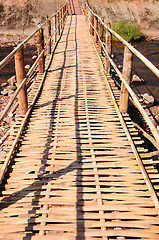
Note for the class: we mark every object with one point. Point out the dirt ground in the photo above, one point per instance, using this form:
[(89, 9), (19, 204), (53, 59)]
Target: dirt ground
[(143, 13)]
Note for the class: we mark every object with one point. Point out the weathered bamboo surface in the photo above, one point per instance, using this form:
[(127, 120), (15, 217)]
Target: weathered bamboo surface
[(75, 175)]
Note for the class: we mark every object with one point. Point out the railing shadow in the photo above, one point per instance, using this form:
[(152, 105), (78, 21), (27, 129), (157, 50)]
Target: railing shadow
[(38, 191)]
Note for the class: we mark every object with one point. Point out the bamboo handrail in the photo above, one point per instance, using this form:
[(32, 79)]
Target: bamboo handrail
[(11, 55)]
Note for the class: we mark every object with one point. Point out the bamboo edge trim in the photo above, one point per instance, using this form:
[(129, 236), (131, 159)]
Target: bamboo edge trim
[(138, 159)]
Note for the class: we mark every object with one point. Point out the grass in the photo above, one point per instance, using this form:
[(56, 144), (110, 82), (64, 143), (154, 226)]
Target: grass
[(128, 31)]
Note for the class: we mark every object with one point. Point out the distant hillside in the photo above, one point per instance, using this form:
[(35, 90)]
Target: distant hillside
[(144, 13), (25, 13)]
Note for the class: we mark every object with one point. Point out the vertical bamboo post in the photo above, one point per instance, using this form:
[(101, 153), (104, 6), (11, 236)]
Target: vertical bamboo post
[(127, 72), (61, 18), (100, 37), (95, 26), (58, 22), (20, 75), (55, 28), (49, 36), (108, 43), (40, 48), (91, 25)]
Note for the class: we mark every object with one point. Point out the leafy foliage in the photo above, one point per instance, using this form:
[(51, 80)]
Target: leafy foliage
[(128, 31)]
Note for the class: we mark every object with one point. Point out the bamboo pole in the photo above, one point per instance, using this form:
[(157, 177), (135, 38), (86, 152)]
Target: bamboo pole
[(58, 23), (95, 27), (108, 44), (49, 36), (127, 72), (61, 20), (91, 20), (55, 27), (20, 75), (100, 37), (40, 47)]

What the task requires:
Give the data again word for word, without pictures.

Your response:
Note for the class: we mark every object with one point. Point out the dirt ground in the photo above, one point per instance, using this form:
[(89, 9), (19, 204), (53, 59)]
Target: dirt ground
[(143, 13)]
Note for the class: we mark every object with one point. Point out the weathered bamboo surface in the photo above, one point per instance, using this form:
[(127, 120), (15, 217)]
Target: weathered bamboo surface
[(75, 175)]
Note for the class: we mark every object with one point. Point out the railing shadow in the photo above, one point per instance, using this form:
[(152, 105), (78, 21), (27, 129), (157, 50)]
Target: railing shadow
[(38, 191)]
Note for the class: we mark every object with one point. Point out the bamboo handrail in the photo above, one point per instance, using this form:
[(32, 79)]
Target: bamboo handrail
[(11, 55)]
Note for the class: we mark every object with one point. Point out the bamboo edge trim in the photo above, one point per instance, using this form:
[(129, 236), (131, 159)]
Target: bamboo edge trim
[(138, 159)]
Note for the class: we mark every object with one point. Point out the grass in the photo above, one point per instance, using this form:
[(56, 144), (110, 82), (64, 143), (154, 226)]
Target: grass
[(128, 31)]
Note for the class: we mark every object with one point. Point out the distant hillside in the photo above, one point per instance, using this form:
[(35, 90)]
Target: distant hillside
[(144, 13), (25, 13)]
Note for the class: we mark every object with one point. Point out the vertical bamboo post in the photo above, one point per instance, using this form:
[(101, 153), (104, 6), (11, 236)]
Target: vertical bamboo post
[(127, 72), (61, 18), (100, 37), (95, 26), (58, 22), (20, 75), (55, 28), (49, 36), (108, 43), (40, 48), (91, 25)]
Note for the class: we mark every object with one point. Point out the leafy foliage in the photo above, one point per instance, using this form:
[(51, 80)]
Target: leafy foliage
[(128, 31)]
Note for the class: we mark every object with one point. Point out the bamboo pole in the photo above, one point per instance, using this form:
[(157, 177), (135, 38), (86, 152)]
Target: bamboo pole
[(58, 23), (95, 27), (108, 44), (49, 36), (127, 72), (61, 20), (91, 20), (55, 27), (20, 75), (100, 37), (40, 47)]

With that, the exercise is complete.